• RECORDS SHOWN

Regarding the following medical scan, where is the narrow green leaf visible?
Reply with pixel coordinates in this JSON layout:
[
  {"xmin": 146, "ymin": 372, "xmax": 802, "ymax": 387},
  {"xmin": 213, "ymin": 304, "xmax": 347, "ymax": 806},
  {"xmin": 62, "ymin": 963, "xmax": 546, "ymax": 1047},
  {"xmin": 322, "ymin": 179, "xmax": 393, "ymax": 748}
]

==

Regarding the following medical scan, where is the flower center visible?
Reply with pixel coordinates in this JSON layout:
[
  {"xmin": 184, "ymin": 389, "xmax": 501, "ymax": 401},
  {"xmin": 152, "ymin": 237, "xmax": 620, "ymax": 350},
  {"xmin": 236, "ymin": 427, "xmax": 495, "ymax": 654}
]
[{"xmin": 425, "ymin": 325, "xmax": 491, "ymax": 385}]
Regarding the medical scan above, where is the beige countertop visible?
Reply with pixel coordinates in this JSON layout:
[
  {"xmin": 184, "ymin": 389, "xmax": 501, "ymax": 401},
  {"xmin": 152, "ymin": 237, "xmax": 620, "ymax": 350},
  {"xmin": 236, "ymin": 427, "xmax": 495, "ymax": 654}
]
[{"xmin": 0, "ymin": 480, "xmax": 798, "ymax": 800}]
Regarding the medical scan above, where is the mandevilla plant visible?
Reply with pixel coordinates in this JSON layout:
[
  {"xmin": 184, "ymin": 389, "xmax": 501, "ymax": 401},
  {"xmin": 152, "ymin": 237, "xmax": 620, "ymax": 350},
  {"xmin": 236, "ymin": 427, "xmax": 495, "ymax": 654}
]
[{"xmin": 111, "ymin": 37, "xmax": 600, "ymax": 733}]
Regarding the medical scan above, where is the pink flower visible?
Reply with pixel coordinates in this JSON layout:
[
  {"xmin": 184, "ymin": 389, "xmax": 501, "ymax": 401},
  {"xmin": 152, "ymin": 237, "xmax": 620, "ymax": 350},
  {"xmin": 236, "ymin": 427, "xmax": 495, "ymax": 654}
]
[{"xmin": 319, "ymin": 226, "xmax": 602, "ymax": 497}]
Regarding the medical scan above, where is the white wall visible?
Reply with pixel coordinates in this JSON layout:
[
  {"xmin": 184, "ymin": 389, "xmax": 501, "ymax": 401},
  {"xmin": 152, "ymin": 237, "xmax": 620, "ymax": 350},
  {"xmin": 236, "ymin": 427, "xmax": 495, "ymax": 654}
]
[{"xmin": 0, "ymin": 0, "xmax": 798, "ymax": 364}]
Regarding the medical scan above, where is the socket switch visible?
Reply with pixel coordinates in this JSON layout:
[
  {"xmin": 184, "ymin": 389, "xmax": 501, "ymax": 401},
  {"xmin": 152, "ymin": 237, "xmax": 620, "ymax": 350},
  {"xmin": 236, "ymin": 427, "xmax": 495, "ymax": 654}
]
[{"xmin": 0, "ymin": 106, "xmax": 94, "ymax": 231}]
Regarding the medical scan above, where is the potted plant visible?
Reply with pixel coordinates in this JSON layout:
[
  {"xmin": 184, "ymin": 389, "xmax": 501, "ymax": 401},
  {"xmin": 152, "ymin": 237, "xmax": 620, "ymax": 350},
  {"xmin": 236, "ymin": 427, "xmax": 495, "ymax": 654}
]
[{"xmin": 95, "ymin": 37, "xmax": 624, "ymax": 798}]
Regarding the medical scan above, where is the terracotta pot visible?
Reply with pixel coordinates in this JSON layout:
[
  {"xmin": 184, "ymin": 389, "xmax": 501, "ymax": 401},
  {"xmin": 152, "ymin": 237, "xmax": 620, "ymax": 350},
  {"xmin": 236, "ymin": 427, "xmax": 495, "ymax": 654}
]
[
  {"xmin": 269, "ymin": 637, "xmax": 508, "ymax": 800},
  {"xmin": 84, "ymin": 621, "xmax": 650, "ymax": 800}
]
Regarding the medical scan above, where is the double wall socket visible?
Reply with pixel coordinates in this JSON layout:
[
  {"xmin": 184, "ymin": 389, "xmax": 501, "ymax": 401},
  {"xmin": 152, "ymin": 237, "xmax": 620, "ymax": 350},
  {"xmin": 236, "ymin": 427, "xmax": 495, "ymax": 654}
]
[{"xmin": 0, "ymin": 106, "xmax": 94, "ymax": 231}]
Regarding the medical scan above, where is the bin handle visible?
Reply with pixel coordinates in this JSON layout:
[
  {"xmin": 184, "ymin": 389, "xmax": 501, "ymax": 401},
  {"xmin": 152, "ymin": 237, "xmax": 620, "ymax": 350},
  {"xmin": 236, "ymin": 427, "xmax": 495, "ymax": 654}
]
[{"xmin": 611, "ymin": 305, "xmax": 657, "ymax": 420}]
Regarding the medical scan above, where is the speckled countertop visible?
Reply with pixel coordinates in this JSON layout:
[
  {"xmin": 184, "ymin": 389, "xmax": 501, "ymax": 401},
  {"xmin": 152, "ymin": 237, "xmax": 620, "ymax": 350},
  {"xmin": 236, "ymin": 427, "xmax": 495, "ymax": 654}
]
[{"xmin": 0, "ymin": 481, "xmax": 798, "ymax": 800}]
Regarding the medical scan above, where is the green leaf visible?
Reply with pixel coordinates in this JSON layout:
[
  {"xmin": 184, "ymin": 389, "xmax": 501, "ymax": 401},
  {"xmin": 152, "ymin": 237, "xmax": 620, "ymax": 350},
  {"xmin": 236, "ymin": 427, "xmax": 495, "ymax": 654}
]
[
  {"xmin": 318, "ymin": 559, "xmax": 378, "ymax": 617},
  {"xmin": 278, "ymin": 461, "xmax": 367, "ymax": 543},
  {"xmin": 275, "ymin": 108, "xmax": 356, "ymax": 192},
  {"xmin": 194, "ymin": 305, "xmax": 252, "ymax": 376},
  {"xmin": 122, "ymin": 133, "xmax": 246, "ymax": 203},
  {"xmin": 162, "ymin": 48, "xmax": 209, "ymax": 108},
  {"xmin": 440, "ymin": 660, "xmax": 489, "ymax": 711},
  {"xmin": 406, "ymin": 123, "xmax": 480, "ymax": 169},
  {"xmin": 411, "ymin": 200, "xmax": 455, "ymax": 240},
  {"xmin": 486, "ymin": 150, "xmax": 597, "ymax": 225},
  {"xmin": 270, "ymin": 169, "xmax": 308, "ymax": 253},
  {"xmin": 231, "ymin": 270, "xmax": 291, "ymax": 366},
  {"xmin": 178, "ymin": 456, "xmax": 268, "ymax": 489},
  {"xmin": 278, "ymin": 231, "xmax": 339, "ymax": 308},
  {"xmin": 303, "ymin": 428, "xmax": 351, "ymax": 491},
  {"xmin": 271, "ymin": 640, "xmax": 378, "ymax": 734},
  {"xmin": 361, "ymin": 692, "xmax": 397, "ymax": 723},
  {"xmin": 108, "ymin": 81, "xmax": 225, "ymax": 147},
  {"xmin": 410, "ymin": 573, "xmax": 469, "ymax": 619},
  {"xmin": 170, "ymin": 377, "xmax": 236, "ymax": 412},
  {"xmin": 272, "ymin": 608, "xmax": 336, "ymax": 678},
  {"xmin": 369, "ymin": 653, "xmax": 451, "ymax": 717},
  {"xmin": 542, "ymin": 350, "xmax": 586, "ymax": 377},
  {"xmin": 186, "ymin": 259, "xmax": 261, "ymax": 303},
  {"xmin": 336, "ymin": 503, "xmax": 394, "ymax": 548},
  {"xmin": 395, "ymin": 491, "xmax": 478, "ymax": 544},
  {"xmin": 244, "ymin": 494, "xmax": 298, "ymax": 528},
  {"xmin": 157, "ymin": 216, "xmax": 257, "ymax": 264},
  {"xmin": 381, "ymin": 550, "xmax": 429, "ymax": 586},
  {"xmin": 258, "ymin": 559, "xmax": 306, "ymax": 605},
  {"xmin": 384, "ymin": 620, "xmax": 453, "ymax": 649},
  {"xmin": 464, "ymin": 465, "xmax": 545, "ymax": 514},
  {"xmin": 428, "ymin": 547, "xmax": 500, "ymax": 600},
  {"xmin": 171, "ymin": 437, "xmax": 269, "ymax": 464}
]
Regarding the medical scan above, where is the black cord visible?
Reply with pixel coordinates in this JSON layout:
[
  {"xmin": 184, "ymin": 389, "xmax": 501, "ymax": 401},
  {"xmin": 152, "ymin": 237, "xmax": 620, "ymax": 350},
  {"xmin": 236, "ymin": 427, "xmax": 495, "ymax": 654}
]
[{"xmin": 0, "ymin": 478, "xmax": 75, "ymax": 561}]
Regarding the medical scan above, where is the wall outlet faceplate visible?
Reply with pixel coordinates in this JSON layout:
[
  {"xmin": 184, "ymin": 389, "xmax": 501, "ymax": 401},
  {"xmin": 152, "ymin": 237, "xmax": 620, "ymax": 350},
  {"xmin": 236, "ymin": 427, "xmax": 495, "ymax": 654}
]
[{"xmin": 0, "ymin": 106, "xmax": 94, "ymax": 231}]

* * *

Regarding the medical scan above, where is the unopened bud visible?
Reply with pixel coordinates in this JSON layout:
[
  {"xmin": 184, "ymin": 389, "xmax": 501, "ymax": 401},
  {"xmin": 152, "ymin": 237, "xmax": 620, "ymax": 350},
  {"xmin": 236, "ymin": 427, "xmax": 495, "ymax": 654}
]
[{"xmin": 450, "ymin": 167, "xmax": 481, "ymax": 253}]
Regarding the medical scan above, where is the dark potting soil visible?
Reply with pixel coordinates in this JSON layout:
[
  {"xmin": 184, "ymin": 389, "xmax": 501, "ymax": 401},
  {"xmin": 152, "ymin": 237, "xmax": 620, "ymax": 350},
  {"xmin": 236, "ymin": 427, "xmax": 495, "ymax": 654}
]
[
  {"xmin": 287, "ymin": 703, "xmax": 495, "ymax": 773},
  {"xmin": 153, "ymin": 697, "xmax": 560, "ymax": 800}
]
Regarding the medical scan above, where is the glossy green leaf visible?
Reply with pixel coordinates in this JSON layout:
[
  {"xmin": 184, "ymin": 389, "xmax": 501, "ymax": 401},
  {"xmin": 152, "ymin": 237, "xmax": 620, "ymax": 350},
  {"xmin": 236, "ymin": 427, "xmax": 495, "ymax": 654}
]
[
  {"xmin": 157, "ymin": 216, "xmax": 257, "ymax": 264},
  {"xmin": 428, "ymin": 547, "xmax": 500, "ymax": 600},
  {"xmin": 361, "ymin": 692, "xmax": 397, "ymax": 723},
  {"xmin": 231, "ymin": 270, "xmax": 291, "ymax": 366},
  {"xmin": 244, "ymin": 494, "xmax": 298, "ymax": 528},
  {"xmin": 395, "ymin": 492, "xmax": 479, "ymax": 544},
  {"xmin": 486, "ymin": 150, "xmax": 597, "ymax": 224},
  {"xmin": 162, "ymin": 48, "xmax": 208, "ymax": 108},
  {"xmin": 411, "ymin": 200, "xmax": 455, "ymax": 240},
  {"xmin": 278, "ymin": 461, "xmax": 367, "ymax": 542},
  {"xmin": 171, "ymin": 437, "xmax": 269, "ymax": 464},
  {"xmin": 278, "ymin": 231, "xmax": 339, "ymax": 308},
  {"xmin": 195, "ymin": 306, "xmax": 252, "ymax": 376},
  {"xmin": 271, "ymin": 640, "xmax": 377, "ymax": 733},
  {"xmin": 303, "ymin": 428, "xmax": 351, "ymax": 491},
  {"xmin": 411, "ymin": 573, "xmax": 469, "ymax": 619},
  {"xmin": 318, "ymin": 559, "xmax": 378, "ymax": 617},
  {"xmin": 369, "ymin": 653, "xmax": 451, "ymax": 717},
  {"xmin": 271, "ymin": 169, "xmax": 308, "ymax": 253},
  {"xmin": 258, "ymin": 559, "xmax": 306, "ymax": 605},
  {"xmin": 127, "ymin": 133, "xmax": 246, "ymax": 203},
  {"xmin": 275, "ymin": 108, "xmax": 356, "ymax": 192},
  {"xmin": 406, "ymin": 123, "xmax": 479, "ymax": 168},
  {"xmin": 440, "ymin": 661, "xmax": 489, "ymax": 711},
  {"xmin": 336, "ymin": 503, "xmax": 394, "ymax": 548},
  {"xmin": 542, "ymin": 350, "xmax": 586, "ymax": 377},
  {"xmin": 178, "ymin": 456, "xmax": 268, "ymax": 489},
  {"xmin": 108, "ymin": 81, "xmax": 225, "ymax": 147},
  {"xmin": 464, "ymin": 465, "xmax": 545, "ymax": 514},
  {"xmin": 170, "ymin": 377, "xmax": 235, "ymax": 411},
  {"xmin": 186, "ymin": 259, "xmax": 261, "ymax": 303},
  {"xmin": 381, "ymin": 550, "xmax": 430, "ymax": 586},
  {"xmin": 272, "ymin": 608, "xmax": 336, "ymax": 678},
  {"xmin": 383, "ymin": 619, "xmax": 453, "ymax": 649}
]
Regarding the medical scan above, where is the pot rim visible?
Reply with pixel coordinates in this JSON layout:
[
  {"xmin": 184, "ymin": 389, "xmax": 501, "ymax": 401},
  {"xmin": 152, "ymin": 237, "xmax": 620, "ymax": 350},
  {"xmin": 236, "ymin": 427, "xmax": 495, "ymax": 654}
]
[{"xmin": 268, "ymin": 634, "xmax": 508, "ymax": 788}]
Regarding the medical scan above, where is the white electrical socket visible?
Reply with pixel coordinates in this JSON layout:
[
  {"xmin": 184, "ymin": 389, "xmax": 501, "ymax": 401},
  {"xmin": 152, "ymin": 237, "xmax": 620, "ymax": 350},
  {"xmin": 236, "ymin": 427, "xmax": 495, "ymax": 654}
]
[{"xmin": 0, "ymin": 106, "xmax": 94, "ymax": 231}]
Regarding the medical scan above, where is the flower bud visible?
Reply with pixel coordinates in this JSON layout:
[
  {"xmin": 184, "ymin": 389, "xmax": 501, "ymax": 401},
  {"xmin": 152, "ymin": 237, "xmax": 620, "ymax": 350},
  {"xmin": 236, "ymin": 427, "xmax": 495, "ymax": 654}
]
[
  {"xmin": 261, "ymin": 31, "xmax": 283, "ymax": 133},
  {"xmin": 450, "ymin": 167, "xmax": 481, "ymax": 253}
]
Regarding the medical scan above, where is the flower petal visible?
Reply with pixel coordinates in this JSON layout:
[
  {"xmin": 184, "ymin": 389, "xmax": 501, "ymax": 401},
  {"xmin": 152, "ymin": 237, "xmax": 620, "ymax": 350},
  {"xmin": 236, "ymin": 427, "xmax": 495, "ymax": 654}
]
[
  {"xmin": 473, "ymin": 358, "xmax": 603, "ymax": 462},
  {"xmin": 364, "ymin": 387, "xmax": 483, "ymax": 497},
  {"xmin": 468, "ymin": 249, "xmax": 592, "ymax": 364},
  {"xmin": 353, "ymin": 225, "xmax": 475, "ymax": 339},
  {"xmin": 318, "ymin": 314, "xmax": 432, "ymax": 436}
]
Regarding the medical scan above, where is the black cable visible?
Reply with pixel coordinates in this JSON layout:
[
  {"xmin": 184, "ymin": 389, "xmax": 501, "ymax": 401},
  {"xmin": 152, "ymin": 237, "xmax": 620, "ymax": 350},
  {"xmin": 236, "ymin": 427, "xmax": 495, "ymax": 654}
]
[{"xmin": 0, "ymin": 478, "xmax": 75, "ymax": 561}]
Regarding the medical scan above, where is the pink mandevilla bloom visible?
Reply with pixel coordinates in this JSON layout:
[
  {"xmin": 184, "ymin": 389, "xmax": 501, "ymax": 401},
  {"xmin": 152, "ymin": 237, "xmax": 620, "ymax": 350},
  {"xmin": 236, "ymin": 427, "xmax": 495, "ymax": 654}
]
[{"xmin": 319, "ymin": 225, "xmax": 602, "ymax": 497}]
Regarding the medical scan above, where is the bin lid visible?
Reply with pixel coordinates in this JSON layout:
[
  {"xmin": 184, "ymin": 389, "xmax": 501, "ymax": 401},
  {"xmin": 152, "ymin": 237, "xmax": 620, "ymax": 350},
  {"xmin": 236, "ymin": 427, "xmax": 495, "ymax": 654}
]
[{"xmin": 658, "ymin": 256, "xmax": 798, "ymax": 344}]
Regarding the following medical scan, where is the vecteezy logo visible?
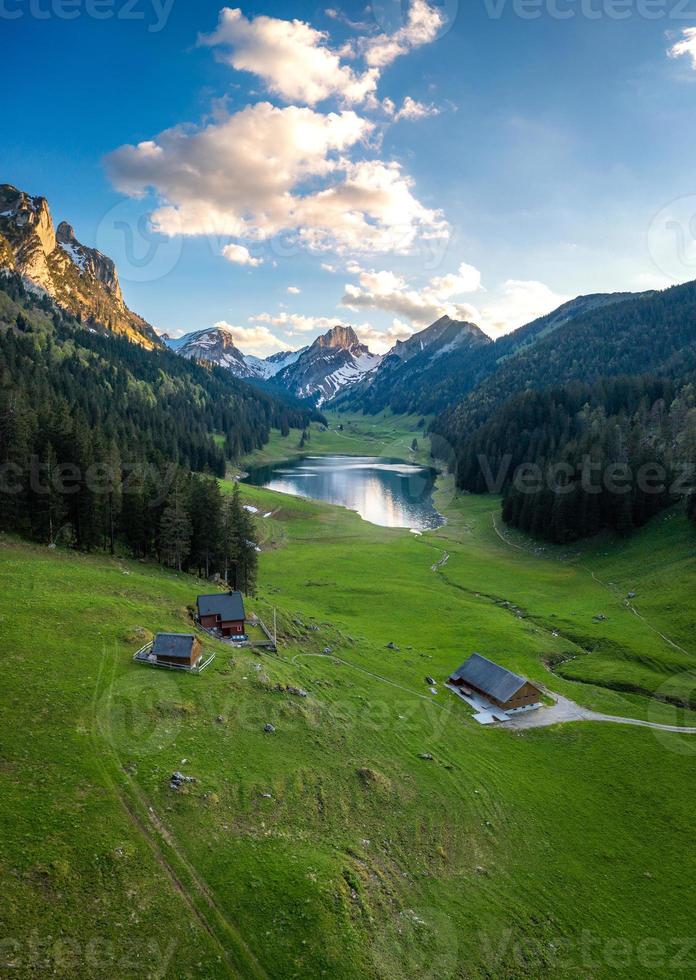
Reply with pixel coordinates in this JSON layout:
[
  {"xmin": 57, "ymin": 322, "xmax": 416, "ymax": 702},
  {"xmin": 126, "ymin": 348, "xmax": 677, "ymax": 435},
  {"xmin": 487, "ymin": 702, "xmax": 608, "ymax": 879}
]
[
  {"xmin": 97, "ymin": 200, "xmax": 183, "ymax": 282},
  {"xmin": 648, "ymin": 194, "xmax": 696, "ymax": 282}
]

• WORK TO COMPLETE
Pick out every line in the items above that contains the word "mandevilla" with the same capitalization, and copy each of those lines.

• WRITTEN SOLUTION
Regarding the medical scan above, where is the mandevilla plant visible?
Regarding the medical scan above, where is the pink mandevilla bloom visible?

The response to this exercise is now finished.